YOUR TASKS
- a) Decide whether each statement below agrees with the Berlin gallery feature. Answer yes or no for each, and quote the words from the feature that settle it.
(i) The Gallery Weekend described is the 14th annual one.
(ii) The participating galleries show only object-focused exhibitions.
(iii) The Christian Falsnaes installation features three videos.
- b) Answer these questions from the Berlin gallery feature.
(i) Who wrote the feature?
(ii) On what date was it published?
(iii) Through which city do the bodies in the Christian Falsnaes videos move?
─── EXCERPTED TEXT
Feature

Berlin Spring/Summer Treats

25 Apr 2018

by Sandy Di Yu

Berlin has a reputation for being a haven for artists and creatives. While it boasts artsiness all year round, this coming weekend is when art meets institution as we get ready for another Gallery Weekend in Berlin.

The 14th annual Gallery Weekend sees a strong selection of participating galleries with special opening hours and opening receptions for the occasion. While several galleries are presenting object-focused exhibitions, we are delighted to see that a variety of video, performance, and installation works are also featured.

Hitting every venue over the weekend is the goal, but in case you can’t dedicate the entire weekend to hopping from one exhibition to another, or if you’re in Berlin at another time, we’ve selected our favourites for Gallery Weekend and beyond so that no matter what your schedule, you’ll get your dose of quality art.

Christian Falsnaes: Self

This video installation features two videos, one of synchronized anonymous body movements in a collective, and another of the individuated anonymous body, both moving through the bustling city of Berlin. Viewers are confronted with questions of their own physicality, synchronicity, and bodily affiliation with movement and the external world.
──────
─── STORED RECORDS
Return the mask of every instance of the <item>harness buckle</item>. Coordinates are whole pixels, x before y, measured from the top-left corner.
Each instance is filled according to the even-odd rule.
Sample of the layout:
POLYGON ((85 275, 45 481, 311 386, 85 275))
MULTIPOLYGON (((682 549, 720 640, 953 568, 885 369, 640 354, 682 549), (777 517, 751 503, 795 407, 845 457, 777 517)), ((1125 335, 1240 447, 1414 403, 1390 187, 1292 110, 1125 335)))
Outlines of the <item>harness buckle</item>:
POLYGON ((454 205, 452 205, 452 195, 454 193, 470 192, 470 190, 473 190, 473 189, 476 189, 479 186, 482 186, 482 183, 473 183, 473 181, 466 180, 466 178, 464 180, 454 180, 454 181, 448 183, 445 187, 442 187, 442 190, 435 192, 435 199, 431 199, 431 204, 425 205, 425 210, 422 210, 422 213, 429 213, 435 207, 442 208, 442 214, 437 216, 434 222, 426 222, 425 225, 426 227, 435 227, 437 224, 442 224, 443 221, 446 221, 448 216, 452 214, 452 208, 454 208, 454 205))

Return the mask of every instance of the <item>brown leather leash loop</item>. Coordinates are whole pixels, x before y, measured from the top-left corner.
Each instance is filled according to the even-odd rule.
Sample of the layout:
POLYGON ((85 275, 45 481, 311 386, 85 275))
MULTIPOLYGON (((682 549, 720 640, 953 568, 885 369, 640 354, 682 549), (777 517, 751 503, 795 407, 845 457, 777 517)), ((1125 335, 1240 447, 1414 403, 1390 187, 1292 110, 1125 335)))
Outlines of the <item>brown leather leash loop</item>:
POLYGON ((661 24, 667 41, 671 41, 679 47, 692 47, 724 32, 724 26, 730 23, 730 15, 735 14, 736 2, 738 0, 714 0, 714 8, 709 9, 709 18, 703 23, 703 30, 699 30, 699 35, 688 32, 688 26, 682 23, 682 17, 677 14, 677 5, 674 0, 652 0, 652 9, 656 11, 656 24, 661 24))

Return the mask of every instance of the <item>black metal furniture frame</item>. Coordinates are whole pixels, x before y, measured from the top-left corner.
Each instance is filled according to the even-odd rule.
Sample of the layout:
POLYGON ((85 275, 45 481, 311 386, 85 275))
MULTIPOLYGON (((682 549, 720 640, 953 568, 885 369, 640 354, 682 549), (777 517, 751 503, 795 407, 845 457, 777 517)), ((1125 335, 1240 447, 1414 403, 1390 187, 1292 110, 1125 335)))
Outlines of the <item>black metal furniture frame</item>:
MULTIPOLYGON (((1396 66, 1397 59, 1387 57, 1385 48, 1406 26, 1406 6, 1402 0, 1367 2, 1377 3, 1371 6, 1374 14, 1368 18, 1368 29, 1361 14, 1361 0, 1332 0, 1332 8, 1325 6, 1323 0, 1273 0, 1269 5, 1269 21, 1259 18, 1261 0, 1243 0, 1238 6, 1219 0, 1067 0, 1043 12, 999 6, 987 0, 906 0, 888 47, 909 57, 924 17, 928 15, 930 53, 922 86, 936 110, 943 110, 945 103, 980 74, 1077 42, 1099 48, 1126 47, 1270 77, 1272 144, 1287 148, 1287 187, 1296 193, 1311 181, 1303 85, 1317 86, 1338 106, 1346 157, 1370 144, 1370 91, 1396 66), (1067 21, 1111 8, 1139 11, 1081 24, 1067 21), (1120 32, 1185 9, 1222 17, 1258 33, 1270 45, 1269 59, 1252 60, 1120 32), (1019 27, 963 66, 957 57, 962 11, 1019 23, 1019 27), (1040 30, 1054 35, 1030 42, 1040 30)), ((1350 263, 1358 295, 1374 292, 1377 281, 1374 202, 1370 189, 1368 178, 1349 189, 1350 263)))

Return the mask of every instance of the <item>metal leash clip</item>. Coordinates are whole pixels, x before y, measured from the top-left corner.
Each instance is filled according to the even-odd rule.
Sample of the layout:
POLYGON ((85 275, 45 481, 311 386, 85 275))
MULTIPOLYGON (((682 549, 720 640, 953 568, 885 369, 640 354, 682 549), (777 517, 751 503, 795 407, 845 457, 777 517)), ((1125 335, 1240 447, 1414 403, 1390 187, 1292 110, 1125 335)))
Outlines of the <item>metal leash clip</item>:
──────
ANSWERS BELOW
- a)
(i) Yes: "The 14th annual Gallery Weekend"
(ii) No: "a variety of video, performance, and installation works are also featured."
(iii) No: "This video installation features two videos"

- b)
(i) Sandy Di Yu
(ii) 25 Apr 2018
(iii) Berlin